MATERIAL SHOWN:

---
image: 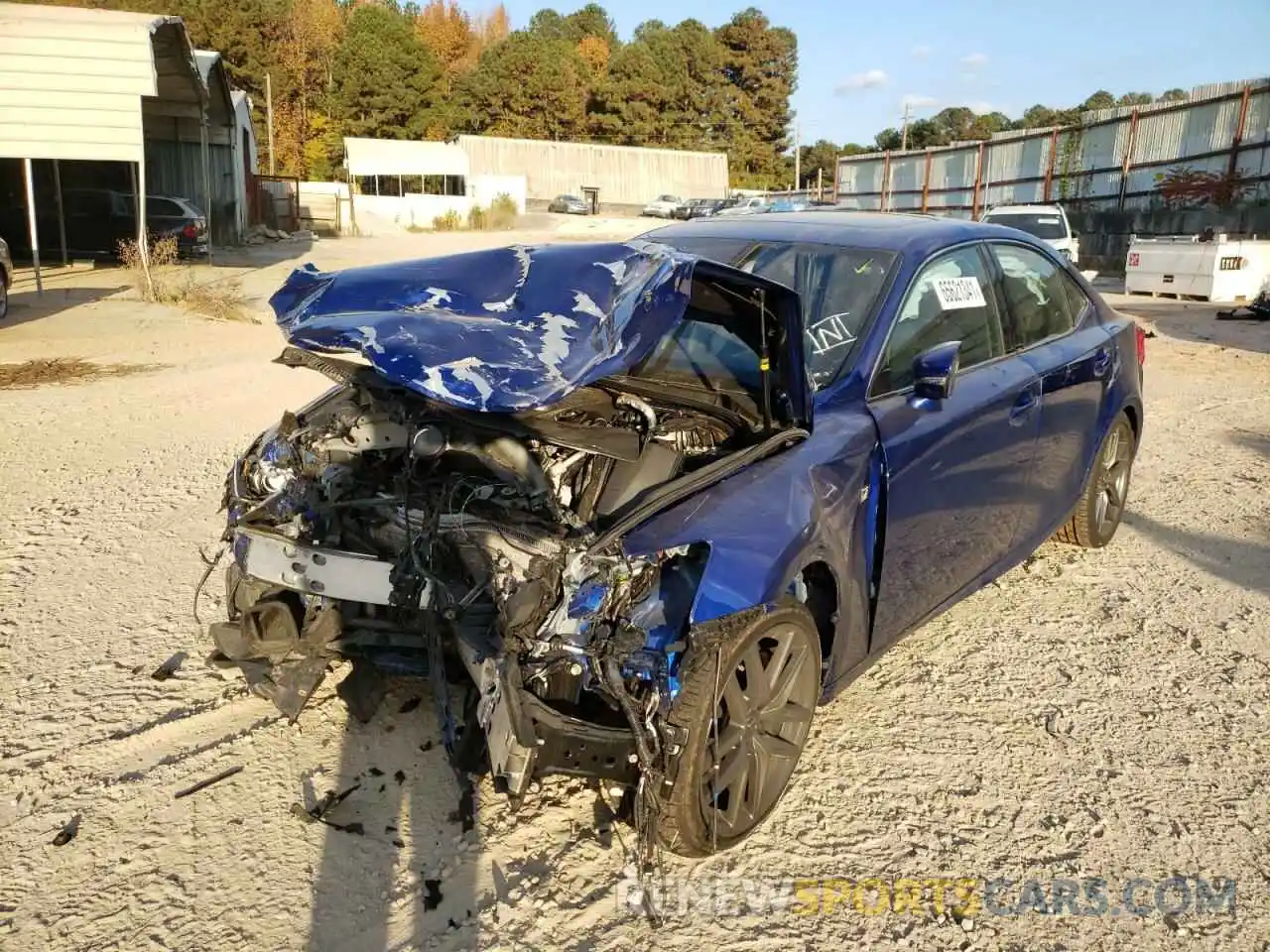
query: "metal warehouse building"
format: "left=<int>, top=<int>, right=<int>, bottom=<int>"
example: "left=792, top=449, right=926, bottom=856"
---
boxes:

TO DO:
Copy the lines above word for word, leaving out the pictures.

FINAL RESULT:
---
image: 
query: "metal warehouse building"
format: "left=<int>, top=<int>, right=<int>, bottom=<int>"
example: "left=792, top=449, right=926, bottom=856"
---
boxes:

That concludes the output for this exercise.